> _DIRECTIONS_
Each record has to be returned exactly as it appears.
EXERCISE DATA Start Marker
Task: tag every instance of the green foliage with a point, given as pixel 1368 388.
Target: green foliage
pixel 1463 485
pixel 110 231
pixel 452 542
EXERCISE DATA End Marker
> _ANSWER TO THE PROBLEM_
Task: tag every instance of the green foliage with a point, given as pixel 1368 388.
Target: green foliage
pixel 1463 485
pixel 110 231
pixel 452 542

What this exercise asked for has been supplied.